- EXERCISE DIRECTIONS:
The answer must be an exact copy of the records below, with every picture left out.

-- INPUT follows --

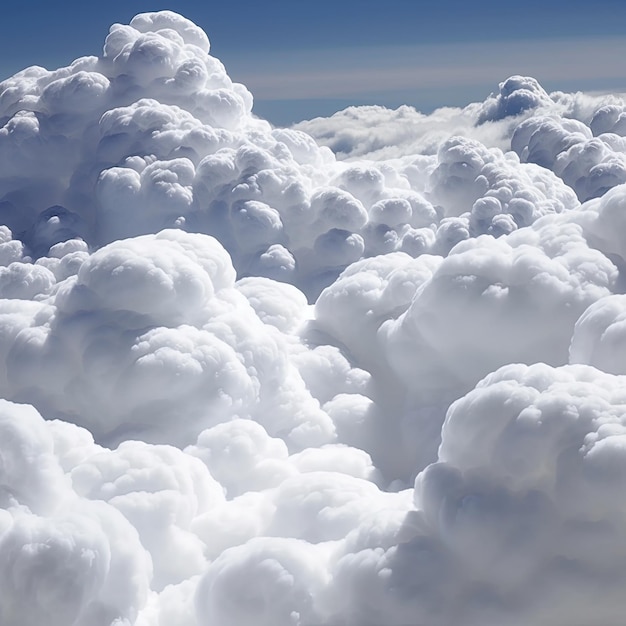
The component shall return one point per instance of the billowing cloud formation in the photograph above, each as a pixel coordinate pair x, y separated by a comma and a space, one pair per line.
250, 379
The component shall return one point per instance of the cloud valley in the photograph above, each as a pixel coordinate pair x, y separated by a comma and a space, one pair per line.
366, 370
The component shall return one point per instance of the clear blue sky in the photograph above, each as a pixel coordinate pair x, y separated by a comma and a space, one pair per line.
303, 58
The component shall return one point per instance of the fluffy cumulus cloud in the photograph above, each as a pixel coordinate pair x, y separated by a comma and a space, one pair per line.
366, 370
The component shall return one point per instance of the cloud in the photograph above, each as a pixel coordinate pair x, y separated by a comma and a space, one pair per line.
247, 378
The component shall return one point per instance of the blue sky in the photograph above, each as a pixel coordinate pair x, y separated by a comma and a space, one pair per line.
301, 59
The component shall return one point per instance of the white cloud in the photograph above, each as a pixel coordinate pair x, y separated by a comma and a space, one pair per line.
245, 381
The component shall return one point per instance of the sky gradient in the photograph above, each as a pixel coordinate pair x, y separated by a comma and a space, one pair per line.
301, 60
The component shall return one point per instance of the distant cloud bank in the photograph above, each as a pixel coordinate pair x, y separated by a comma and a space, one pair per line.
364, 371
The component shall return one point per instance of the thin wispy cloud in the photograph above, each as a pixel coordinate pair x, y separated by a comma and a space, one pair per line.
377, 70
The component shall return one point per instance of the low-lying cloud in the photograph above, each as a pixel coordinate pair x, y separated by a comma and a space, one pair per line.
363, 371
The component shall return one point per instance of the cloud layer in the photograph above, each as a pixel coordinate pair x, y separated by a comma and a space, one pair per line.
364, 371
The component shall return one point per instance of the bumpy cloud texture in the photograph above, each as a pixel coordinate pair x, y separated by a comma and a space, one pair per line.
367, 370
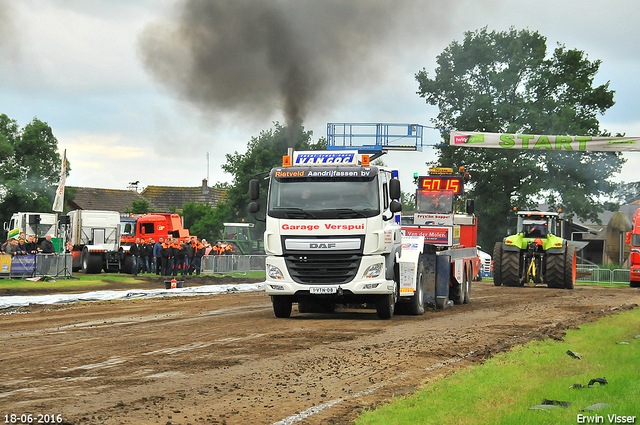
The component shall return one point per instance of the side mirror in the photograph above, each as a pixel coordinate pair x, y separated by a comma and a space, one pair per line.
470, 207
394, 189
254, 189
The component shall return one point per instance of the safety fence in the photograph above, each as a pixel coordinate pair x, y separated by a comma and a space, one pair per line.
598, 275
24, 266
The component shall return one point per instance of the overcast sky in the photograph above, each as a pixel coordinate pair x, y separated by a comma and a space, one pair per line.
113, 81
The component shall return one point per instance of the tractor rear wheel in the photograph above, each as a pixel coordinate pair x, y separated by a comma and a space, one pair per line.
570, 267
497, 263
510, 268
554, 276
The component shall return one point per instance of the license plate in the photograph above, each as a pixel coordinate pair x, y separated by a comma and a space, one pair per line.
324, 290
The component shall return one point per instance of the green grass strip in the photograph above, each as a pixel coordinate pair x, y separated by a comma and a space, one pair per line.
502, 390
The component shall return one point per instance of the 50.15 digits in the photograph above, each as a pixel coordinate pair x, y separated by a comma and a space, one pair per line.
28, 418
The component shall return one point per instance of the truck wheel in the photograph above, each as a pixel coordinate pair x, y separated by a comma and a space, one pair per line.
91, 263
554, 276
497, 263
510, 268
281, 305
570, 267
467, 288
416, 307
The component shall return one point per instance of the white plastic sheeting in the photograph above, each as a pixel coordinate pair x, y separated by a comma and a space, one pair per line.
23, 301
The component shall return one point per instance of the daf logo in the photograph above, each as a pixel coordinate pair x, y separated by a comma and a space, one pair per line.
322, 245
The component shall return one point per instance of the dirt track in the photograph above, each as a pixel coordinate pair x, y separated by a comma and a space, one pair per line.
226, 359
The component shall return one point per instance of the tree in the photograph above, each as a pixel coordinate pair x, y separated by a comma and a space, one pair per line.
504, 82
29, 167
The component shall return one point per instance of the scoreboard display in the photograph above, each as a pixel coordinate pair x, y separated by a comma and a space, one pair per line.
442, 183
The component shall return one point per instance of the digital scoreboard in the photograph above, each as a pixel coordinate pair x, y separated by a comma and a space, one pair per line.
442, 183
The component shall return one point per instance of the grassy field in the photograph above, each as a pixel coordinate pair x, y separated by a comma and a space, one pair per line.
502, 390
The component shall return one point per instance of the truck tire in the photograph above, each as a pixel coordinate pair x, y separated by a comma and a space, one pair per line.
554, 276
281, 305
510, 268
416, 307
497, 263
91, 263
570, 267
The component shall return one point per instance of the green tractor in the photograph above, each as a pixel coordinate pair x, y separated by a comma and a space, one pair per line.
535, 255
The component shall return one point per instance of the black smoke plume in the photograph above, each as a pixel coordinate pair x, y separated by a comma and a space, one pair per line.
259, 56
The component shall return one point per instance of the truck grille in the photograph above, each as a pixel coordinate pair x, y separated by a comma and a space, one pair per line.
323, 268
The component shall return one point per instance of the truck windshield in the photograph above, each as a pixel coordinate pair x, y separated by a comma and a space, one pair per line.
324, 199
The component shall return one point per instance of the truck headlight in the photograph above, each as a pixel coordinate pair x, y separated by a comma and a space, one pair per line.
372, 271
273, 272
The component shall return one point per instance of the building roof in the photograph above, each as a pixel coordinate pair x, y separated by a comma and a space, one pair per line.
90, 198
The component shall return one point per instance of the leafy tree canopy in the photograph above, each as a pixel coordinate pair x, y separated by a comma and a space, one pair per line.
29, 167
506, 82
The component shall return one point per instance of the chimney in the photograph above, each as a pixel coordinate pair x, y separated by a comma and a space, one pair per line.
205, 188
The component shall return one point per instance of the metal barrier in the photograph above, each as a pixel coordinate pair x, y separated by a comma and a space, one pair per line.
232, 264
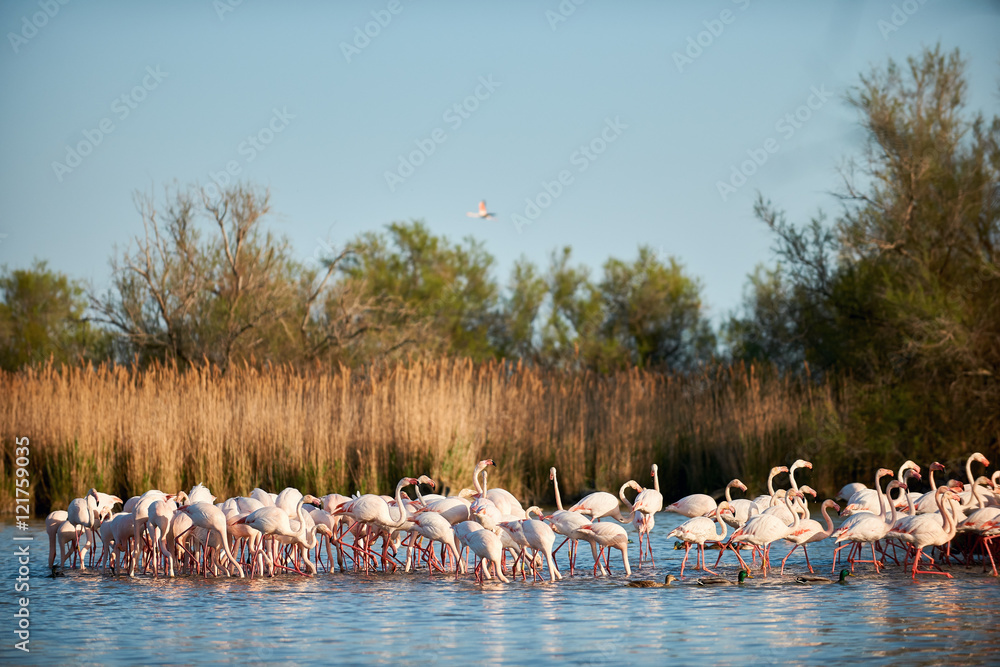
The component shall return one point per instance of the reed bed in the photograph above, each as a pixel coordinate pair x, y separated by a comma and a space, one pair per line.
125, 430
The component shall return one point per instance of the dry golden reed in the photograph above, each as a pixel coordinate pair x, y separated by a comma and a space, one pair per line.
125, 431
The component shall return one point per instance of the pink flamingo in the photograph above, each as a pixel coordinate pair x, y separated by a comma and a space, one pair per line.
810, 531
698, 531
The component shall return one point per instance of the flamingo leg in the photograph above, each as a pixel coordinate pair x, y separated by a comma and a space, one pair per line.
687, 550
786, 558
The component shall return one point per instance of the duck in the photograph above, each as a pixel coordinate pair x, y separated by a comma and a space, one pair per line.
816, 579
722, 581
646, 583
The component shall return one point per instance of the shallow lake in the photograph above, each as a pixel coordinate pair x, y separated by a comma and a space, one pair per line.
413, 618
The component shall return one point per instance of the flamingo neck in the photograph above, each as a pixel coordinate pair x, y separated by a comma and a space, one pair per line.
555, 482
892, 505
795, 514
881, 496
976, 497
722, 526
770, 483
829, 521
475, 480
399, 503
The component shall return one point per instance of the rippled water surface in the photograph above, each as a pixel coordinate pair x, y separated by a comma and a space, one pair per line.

-- INPUT concluded --

- RESULT FOR THIS TASK:
The component shall return one point per instance of the billowing cloud formation in the photograph above, each as a pixel coordinate pair x, y separated by a comma and a space, one pair per line.
250, 379
The component shall return one point per instance of the cloud valley in the photograph above, each as a pixel coordinate pair x, y separated by a comma and a space, one pair per line.
366, 370
The component shall return one point per instance of the clear blue sky in the photograph above, each as a pixel coordinate pair x, y separated by a comma and a space, one pair per line.
303, 58
The component shall return one point per instance of the fluffy cumulus cloud in the photograph above, each as a pixel coordinate pair x, y separated by a comma and a space, one pair per line.
366, 370
The component shall return one point per instance of the cloud in the photograph above, each as a pixel coordinate pair x, y separated by a comma and a space, one pair per line.
247, 378
The component shall return one point per instance of the blue sky in the photograph above, each as a pixel coordinate pair x, y separated by a comma and a space, one pair per line.
301, 59
The component shall return one point per instance of the white cloud in the photograph above, each as a pixel coordinate pair x, y separated by a comma and a space, one pair per line.
245, 381
The component shall return one point per instance of the sky gradient in the photograph above, each as a pixel coordinate pair x, y separated by a comma and a space, one pair per line.
301, 60
The component shall return one point per instance of the distant cloud bank in the photograph above, each as a pixel coordinate pair x, y separated by a comma and a space, one pair per line.
364, 371
The component shall return one point per instance of the thin wispy cloud in the photograph above, each as a pixel coordinate pair x, y separated by a comma and a space, one pair per line.
377, 70
The component shall return one point per instance of the low-lying cloud in the photograph above, each as a pixel coordinate pair x, y separated by a comma and a space, one pair per line.
363, 371
The component shall return one point per instance of the cloud layer in the photograph above, each as a pixel coordinate pair x, y separated by a comma and a space, one pair per line.
364, 371
The component shall return one point per instance of the bumpy cloud texture in the photograph above, each as a pixel coordinate pair x, y separated by a comma and a space, one pair per line.
367, 370
The component shall return one point per instance of the side mirror in the photograph above, each as a pixel coordinate pair x, y separated by a comma and a space, one pair per line.
470, 207
394, 189
254, 189
The component shall return one point per instance of the safety fence in the photograph above, each as a pixel coordinate pair x, y separated by a comma and a space, one pair per line.
598, 275
24, 266
The component shall return one point per instance of the overcast sky in the photograph above, each as a pixel coordinate pair x, y separated by a comma and a space, one pair per line.
113, 81
The component shall return one point per instance of the tractor rear wheel in the photograph above, each as a pixel coordinate pair x, y separated by a comma and a space, one pair per line.
570, 267
497, 263
510, 268
554, 276
The component shall return one point per instance of the license plate in the photograph above, each as a pixel coordinate pair x, y separated by a comma and a space, one pair per line.
324, 290
The component shall return one point per instance of the green grass strip in the photograph above, each as a pixel coordinate pair x, y separated by a comma and a space, one pair per line.
502, 390
The component shall return one point per instance of the 50.15 digits in the photograph above, each as a pixel coordinate pair x, y separated by a comma and a space, one pair per line.
28, 418
The component shall return one point per instance of the truck wheel in the photograph above, each as a pixel coordinate pair x, y separated by a comma and a space, one pair per line.
91, 263
554, 276
497, 263
510, 268
281, 305
570, 267
467, 288
416, 307
The component shall return one point per instance of the white plastic sheeting in the photograph above, each as a pixel coordinate pair x, y separated by a comma and a space, one pair per line.
23, 301
The component shall return one point per instance of the daf logo in the photograph above, each as a pixel coordinate pair x, y separated by a comma and a space, one pair per line.
322, 245
The component shall return one point per instance of the dirt track in the photograph above, each as a pixel coordinate pair x, y separated by a comma and a space, one pair per line.
226, 359
The component shall return one point per instance of the tree in the photograph above, each as a pixel coordinate pair x, y separated by a comma and a space, one pair per line.
504, 82
29, 167
The component shall return one point per instance of the scoreboard display in the photograph above, each as a pixel coordinate pair x, y separated by a comma and a space, one pair per line.
442, 183
The component shall return one point per instance of the digital scoreboard in the photograph above, each as a pixel coordinate pair x, y separated by a comma and a space, one pair per line.
442, 183
The component shall return one point per instance of the grassy field in the photograph above, each as a pixel coordinate pair x, y separated by a comma and a space, one pair per line.
502, 390
The component shall return one point per instance of the truck tire in the photograph above, each as a pixel coordinate pair x, y separated by a comma and a space, one pair per line.
554, 276
281, 305
510, 268
416, 307
497, 263
91, 263
570, 267
The component shall return one point per instance of the green tractor in the photograph above, each as a pixel coordinate pair x, y separated by a comma and a space, one pair per line.
535, 255
The component shall return one point per instance of the black smoke plume in the photograph above, each as a pixel coordinate pair x, y separated by a comma and a space, one pair per line.
259, 56
The component shall return one point per instance of the truck grille in the photograph above, each as a pixel coordinate pair x, y separated by a comma and a space, one pair per line.
323, 268
The component shall return one point per instance of the truck windshield in the photograph above, each as a pixel coordinate pair x, y separated by a comma and a space, one pair per line.
324, 199
The component shall return one point per instance of the truck headlight in the photograph above, each as a pixel coordinate pair x, y separated by a comma and a space, one pair per line.
372, 271
273, 272
The component shall return one point per instance of the building roof in the photograph above, each as a pixel coordinate pair x, y separated by a comma and a space, one pair per line.
90, 198
The component shall return one point per instance of the leafy tree canopy in the photograph above, each as a pixel coordinate pair x, y separated by a comma and a space, one pair per line.
29, 167
506, 82
The component shall return one point per instance of the chimney in the photograph above, each as a pixel coordinate pair x, y separated by a comma and a space, one pair per line.
205, 188
The component shall return one point per instance of the metal barrier in the photograph above, each as a pixel coordinate pair x, y separated by a comma and a space, one pair per line.
232, 264
The component shall return one point per instance of the reed bed in the photograph above, each as a pixel coordinate pair x, y separated by a comma and a space, one pair per line.
125, 430
The component shall return one point per instance of the dry golden reed in the photograph above, each as a pixel coordinate pair x, y separated by a comma and a space, one pair per line.
125, 431
The component shall return one point per instance of the pink flamingo in the photograph above, each as a pixel coordinate pair x, y separated by a comma and a space, one pair per line.
810, 531
698, 531
The component shall return one point per instance of the flamingo leg in the photograph above, each as a pixel coordinate pair x, y separated by a comma and a space, one pair per line.
687, 550
786, 558
The component shall return one point per instance of the duck in the photograph above, each as a pixel coordinate pair x, y separated by a comma and a space, one pair per line.
816, 579
722, 581
646, 583
The component shall return one point per instance of the shallow lake in the photograph above, each as a pixel coordinate pair x, y separated by a comma and a space, one pair per line.
413, 618
The component shall return one point per instance of the flamingo neck in the photograph above, each as a pixel coordinate pair x, y separated by a comma and a space, one pair per line.
555, 482
892, 505
795, 514
881, 496
976, 497
722, 526
770, 483
829, 521
475, 480
399, 503
The component shall return one point per instance of the rippled water surface in the photograph above, each as a pixel coordinate pair x, y separated by a comma and a space, one pair per line.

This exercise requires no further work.